┌──
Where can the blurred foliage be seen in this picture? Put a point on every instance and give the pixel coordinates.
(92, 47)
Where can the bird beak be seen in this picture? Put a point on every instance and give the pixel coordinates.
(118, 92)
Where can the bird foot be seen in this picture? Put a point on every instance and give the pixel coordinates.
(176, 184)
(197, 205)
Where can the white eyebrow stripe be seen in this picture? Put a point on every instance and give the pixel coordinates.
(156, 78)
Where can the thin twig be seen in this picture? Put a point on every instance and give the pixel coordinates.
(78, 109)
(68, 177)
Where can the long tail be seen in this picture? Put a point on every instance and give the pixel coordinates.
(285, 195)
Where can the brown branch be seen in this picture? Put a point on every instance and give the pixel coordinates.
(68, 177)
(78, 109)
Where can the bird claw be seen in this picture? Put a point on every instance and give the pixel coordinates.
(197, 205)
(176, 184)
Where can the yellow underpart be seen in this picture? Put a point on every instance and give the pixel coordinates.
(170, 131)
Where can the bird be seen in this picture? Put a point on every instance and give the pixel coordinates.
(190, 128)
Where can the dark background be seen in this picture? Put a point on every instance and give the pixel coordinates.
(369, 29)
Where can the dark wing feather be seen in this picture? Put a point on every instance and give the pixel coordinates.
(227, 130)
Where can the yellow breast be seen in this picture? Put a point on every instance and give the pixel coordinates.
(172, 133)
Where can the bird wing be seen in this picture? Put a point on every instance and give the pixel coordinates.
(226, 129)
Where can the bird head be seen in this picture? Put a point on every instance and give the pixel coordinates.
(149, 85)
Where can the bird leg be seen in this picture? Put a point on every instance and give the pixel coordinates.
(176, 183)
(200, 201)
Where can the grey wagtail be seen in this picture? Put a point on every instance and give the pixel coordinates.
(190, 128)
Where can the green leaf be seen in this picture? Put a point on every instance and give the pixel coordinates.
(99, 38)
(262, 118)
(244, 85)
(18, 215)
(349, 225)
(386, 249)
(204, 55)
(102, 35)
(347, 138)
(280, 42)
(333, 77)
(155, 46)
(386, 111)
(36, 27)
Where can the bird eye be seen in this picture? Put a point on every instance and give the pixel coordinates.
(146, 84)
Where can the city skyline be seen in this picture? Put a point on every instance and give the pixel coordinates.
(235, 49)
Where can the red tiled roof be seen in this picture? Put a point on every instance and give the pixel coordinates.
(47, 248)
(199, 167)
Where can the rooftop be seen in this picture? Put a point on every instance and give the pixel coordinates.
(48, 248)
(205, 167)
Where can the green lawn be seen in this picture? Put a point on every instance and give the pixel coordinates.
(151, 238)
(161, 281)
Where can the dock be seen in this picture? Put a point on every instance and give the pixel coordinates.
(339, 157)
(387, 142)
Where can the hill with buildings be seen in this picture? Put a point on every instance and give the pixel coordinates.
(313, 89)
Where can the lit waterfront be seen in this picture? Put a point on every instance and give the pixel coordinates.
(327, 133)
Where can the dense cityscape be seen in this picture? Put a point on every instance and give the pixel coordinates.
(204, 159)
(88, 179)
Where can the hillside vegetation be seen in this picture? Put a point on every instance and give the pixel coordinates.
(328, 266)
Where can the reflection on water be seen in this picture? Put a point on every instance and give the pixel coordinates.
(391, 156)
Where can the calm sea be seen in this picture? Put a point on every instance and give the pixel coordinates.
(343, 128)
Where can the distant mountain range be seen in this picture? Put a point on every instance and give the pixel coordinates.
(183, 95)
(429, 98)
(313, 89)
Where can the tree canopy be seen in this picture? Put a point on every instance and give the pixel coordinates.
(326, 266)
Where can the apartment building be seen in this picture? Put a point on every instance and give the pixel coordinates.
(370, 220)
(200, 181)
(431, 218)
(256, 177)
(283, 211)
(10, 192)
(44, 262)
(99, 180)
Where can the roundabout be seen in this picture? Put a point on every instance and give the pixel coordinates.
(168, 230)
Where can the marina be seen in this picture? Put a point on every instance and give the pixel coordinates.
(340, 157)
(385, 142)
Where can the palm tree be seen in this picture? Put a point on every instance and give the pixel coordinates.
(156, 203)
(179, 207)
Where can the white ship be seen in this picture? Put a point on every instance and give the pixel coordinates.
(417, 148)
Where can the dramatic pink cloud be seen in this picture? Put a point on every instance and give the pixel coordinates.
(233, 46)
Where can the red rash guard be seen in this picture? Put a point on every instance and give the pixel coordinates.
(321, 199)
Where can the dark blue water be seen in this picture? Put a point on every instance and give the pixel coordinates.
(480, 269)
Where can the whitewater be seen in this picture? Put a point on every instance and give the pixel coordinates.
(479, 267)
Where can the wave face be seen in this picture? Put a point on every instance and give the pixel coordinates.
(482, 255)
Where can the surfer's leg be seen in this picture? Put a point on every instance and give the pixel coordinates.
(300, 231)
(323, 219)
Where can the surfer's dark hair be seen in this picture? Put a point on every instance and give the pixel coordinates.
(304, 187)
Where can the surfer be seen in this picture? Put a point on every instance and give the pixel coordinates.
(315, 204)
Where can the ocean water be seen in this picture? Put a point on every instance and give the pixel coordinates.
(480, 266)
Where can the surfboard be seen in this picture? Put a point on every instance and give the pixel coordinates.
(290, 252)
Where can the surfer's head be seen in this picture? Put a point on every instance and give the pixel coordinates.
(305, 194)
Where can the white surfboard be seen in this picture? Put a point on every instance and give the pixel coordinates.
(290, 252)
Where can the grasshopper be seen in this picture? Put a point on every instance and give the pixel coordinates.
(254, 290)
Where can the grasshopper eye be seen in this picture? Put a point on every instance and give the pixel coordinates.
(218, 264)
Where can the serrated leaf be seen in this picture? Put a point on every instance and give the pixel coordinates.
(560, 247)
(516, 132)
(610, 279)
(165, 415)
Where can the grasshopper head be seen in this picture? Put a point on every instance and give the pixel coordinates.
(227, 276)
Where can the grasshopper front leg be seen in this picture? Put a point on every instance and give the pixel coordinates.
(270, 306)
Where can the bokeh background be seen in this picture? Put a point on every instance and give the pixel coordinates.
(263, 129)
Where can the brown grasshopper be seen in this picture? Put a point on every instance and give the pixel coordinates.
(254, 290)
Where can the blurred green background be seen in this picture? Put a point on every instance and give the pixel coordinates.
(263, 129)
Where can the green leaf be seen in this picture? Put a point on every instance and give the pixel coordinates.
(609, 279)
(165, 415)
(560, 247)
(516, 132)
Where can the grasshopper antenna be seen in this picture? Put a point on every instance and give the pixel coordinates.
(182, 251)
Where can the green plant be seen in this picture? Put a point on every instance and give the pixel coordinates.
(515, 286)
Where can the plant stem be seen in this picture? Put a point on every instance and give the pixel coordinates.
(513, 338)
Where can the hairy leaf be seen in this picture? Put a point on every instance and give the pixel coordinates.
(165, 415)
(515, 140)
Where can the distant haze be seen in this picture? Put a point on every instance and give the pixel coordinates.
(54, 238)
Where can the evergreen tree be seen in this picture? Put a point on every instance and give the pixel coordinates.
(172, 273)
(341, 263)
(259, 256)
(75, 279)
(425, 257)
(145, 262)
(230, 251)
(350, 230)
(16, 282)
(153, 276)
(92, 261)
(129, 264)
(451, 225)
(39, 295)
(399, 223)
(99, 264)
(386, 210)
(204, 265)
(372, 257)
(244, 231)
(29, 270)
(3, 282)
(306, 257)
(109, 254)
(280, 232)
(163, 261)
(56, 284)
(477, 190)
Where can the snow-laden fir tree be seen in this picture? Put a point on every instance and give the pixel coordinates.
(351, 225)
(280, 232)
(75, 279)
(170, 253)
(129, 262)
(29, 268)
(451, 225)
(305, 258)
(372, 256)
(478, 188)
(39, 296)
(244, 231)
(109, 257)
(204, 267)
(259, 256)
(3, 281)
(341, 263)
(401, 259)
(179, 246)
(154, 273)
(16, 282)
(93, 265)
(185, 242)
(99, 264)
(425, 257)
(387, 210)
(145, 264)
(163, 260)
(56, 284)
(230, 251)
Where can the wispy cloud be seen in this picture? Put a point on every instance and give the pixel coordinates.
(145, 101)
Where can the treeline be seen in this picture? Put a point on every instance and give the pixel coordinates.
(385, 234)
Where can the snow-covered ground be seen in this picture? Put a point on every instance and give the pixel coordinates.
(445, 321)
└──
Update the material from the line containing "Where can the snow-laden" through the end, replacing "wispy cloud" with "thin cloud" and leaving everything else unchanged.

Where can the snow-laden fir tree be seen in this picture? Put a point on every instance and give the pixel coordinates.
(351, 225)
(280, 232)
(75, 279)
(170, 253)
(129, 262)
(29, 268)
(451, 225)
(305, 258)
(372, 256)
(478, 188)
(39, 296)
(244, 231)
(109, 257)
(204, 267)
(259, 256)
(3, 281)
(341, 263)
(401, 259)
(179, 246)
(154, 273)
(16, 282)
(93, 265)
(185, 242)
(99, 264)
(425, 257)
(387, 210)
(145, 264)
(163, 260)
(56, 284)
(230, 251)
Where can the thin cloud be seen in this picture? Put a point on every instance and give the pixel coordinates.
(145, 101)
Where can the treeline be seen in this picture? Put a point on every instance and give the pixel coordinates.
(385, 234)
Where can the snow-covered ground be seen in this picture? Put a point on every instance and give the pixel coordinates.
(445, 321)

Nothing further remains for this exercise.